[begin MATERIAL PROVIDED]
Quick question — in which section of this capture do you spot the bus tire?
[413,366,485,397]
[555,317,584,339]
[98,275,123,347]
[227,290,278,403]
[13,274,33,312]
[end MATERIAL PROVIDED]
EXERCISE. Format the entries above as a JSON list of strings, one string per line, with blank lines left out.

EXERCISE OUTPUT.
[
  "Quick question — in which section of this capture do you spot the bus tire?",
  "[413,366,485,397]",
  "[555,317,584,339]",
  "[98,275,123,347]",
  "[227,290,278,403]",
  "[13,274,33,312]"
]